AMD's dual core offering better than Intel's

According to various preliminary benchmarks from The Tech Report, Tom's Hardware and AnandTech, AMD's desktop dual-core chips are significantly better than Intel's dual-core desktop offerings in terms of performance and power consumption. This is partly due to the fact that the AMD solution has a better inter-core communication architecture and lower memory latency.

Meanwhile, Intel's desktop dual core chips seem to offer much more aggressive pricing at this time. AMD's lowest price dual core chip, the X2 4200 is almost twice as expensive as Intel's lowest cost dual core processor. However, an interview with three AMD execs on PCPerspective.com claims that "AMD would eventually have lower priced Athlon X2 processors via the waterfall effect in the future".

They have to redeem themselves

[realmolo]

As we all know, the Pentium 4 is a pretty goofy, shlocky design. The Pentium M is good, but it's essentially a Pentium Pro. That's 10 years old.

Intle NEEDS to prove that they can still make a good x86 chip from "scratch".

Re:They have to redeem themselves

[Jeff+DeMaagd]

I'd say, if it works well and is competitive, does the age of the original design really matter? Keep in mind that the core if the Pentium M is heavily re-factored in terms of the overall logic design, improved branch prediction and so on. Making something completely new for its own sake isn't a worthy goal unless there are sufficient benefits versus the cost of such a design.

For all I know, the Athlon64 core might have as much similarity with the core of the Nexgen 5x86 chip as the Pentium M might have with the original Pentium Pro. AMD had trouble designing their own CPU core, so they bought Nexgen's know-how to do this, so there is at least a definite lineage.

It is pretty tough to do a clean-sheet re-implementation, I think a lot of times you might end up redoing the same work that was already done.

Re:They have to redeem themselves

[BoneFlower]

Sure, its old. But it works very well. They can keep pace with P4's upwards of twice as fast, and not consume anywhere NEAR as much power in the process.

Honestly, they should get an award for that. The basic design is, as you say, 10 years old. But it is *still* holding up next to far newer designs. Thats a huge accomplishment. It's hard enough to build a superior CPU architecture for *right now*. Building one that will still be relevant A DECADE INTO THE FUTURE is absolutely staggering. And not simply relevant, but actually near top of the line. Hell, the P6 architecture is on schedule to replace its own "replacement" in the next couple of years. How often does that happen?

Attempt to scare IBM

[team99parody]

Last time Intel pre-announced a new Chip Architecture there was a lot of strong competitiion in the 64-bit computing space. Leading players were Alpha, PA-RISC, Sparc, MIPS.

Intel announced some fud about EPIC, and except for fujitsu who kept Sparc alive despite Sun's layoffs this FUD wiped out the entire market.

Methinks they saw the power of this approach and if the last round killed 4 leading nplayers, this round will kill off the remaining 2 (IBM & AMD).

Re:Attempt to scare IBM

[AKAImBatman]

Methinks they saw the power of this approach and if the last round killed 4 leading nplayers, this round will kill off the remaining 2 (IBM & AMD).

Except for one problem. Everyone now thinks that Intel is the boy who cried wolf.

Records from a point-labeling set
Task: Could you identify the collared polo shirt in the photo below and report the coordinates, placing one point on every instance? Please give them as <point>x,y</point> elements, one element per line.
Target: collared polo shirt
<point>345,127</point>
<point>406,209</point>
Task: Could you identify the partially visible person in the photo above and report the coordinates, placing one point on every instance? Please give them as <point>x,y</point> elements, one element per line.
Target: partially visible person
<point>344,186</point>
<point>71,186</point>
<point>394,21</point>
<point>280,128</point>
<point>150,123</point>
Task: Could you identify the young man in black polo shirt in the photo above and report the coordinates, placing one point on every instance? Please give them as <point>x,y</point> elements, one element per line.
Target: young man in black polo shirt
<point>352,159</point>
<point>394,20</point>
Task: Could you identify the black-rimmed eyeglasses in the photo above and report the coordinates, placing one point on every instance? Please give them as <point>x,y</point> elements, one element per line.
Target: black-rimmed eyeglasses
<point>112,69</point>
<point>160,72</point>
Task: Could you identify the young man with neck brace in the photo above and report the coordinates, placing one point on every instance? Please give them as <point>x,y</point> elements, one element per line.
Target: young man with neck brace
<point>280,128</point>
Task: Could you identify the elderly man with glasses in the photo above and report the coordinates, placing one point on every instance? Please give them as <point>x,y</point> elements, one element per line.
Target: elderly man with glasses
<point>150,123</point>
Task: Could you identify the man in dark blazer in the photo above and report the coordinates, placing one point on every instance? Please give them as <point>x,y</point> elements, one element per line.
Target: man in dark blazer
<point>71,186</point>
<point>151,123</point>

* * *

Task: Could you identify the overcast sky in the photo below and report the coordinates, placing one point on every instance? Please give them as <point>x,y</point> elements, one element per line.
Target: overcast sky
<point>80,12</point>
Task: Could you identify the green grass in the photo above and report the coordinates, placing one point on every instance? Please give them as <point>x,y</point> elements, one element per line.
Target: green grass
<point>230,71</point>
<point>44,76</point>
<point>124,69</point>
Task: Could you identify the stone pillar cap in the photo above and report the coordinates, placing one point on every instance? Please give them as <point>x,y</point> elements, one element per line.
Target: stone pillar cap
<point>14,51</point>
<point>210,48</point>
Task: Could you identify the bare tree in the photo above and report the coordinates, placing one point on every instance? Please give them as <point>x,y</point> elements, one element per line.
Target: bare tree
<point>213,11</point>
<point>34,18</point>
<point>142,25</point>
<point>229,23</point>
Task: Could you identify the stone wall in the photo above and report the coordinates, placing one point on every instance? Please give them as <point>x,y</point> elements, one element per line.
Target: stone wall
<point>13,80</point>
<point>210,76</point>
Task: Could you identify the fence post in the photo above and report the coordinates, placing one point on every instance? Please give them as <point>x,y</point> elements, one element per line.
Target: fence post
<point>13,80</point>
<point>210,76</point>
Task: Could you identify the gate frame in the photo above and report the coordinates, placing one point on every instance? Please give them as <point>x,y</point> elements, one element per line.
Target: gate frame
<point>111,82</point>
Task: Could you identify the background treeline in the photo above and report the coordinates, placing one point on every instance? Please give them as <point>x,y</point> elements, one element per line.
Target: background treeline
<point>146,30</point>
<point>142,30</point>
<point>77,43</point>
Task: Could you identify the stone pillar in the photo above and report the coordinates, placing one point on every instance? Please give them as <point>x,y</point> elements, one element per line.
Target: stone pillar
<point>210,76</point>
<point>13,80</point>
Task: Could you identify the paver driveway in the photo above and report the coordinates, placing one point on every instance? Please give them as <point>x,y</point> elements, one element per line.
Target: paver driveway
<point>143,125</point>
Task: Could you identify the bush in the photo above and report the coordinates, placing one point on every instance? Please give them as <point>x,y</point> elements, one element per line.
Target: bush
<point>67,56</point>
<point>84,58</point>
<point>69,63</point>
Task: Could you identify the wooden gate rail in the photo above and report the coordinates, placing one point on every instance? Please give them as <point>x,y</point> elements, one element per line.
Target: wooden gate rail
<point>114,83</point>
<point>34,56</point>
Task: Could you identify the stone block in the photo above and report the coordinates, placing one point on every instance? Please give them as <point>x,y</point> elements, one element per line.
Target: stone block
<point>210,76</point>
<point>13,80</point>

--

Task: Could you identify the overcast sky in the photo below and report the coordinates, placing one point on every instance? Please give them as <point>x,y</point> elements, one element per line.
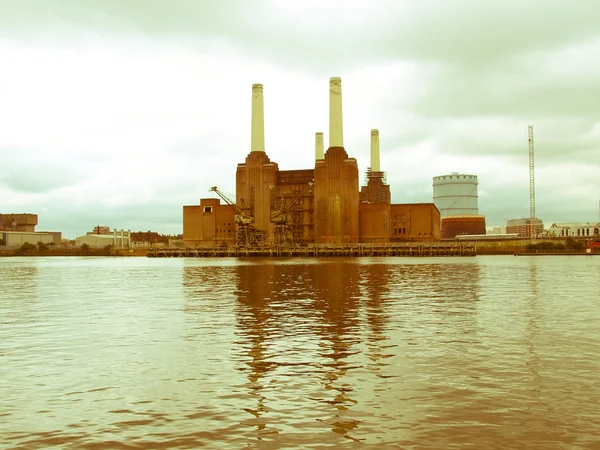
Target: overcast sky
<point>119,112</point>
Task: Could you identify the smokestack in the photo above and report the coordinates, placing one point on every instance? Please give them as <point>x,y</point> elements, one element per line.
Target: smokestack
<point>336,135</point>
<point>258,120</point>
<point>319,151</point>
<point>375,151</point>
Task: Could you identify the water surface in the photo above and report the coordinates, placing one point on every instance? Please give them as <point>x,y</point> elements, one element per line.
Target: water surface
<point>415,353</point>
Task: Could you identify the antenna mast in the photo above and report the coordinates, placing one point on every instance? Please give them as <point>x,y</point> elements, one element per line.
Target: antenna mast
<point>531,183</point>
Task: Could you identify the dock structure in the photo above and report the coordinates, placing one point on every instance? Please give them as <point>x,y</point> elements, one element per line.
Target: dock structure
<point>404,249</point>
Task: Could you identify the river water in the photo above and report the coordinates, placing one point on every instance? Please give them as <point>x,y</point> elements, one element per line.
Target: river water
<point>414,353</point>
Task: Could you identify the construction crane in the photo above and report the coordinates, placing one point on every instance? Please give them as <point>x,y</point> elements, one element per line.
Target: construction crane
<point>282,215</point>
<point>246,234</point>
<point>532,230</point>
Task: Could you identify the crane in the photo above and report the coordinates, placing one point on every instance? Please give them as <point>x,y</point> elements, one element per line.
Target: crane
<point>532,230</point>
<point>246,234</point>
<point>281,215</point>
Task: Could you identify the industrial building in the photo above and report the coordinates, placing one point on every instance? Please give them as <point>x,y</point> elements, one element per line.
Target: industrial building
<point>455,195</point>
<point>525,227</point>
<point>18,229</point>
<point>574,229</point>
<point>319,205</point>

**SET TASKS:**
1) In the dual-core discussion, which AMD chip is named as its lowest-priced dual-core processor?
2) Reproduce the stretch of the dual-core discussion from "Last time Intel" through "the entire market.".

**ANSWERS TO THE EXERCISE:**
1) The X2 4200.

2)
Last time Intel pre-announced a new Chip Architecture there was a lot of strong competitiion in the 64-bit computing space. Leading players were Alpha, PA-RISC, Sparc, MIPS.

Intel announced some fud about EPIC, and except for fujitsu who kept Sparc alive despite Sun's layoffs this FUD wiped out the entire market.